__WORK INSTRUCTION__
Whenever a line of the listing contains the string "dark", return that line.

[RECORDS SHOWN]

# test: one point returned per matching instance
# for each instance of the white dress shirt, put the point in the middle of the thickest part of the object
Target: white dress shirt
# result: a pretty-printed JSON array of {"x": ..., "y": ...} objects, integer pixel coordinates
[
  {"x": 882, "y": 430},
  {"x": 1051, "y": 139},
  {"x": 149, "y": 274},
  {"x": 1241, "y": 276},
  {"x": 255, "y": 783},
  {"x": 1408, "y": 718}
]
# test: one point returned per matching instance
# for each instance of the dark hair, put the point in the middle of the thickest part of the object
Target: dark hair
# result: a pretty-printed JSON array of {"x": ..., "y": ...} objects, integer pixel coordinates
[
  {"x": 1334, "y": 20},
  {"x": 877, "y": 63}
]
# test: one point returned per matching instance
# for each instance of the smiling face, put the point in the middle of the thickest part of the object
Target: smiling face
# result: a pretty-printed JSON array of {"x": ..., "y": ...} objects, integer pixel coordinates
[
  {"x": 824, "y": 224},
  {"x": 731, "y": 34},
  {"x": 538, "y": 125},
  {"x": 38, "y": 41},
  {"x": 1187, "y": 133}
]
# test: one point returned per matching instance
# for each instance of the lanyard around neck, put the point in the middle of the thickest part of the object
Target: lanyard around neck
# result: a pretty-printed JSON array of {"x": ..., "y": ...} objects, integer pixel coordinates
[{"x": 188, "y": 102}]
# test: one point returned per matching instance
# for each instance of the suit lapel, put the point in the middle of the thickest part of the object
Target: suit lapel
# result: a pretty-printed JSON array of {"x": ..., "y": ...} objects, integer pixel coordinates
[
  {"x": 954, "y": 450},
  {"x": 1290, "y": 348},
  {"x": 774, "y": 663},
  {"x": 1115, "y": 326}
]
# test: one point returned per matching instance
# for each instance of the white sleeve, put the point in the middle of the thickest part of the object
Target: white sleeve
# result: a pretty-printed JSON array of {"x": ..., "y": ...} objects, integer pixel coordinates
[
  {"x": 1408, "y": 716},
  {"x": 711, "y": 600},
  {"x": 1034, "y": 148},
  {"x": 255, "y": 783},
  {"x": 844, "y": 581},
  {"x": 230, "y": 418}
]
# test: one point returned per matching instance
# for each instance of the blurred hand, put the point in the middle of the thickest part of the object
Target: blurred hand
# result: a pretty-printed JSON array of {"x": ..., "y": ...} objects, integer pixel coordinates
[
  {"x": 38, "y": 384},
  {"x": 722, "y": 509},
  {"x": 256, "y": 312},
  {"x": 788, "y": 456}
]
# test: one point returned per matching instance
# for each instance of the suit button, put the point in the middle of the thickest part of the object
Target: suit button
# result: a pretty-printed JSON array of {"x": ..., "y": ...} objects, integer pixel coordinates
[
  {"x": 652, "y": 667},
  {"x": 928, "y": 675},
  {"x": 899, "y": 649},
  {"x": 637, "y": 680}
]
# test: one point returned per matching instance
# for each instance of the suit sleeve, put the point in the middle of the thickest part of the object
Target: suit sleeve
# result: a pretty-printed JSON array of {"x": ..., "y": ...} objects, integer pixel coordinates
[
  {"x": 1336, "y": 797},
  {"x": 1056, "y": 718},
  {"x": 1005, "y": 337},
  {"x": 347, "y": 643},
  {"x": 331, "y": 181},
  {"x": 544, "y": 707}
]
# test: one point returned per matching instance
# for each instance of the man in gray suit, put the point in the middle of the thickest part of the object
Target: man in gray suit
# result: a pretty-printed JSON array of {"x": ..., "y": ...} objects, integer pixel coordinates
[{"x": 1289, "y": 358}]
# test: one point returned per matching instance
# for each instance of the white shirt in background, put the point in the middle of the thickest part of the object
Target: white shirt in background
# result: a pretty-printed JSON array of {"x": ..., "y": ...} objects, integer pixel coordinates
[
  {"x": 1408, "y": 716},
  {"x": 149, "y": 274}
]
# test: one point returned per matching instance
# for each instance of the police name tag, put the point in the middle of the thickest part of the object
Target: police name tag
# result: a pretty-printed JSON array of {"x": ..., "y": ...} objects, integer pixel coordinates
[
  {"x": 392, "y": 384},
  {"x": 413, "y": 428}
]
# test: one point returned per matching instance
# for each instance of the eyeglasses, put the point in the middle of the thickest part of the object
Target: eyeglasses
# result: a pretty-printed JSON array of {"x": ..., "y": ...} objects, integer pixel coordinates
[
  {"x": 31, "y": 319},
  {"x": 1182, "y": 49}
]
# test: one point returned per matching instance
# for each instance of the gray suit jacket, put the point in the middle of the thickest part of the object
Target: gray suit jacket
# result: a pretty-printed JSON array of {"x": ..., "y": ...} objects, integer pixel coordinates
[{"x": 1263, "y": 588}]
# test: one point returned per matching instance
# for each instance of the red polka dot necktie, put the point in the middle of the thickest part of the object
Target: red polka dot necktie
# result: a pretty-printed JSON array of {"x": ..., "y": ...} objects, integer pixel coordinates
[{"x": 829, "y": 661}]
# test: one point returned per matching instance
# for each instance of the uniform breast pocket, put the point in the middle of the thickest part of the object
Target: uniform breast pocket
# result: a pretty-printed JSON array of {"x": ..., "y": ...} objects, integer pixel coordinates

[/RECORDS SHOWN]

__ANSWER SECTION__
# for each instance of the dark hair, put the point in the middle of the thickest part of the object
Target: dark hair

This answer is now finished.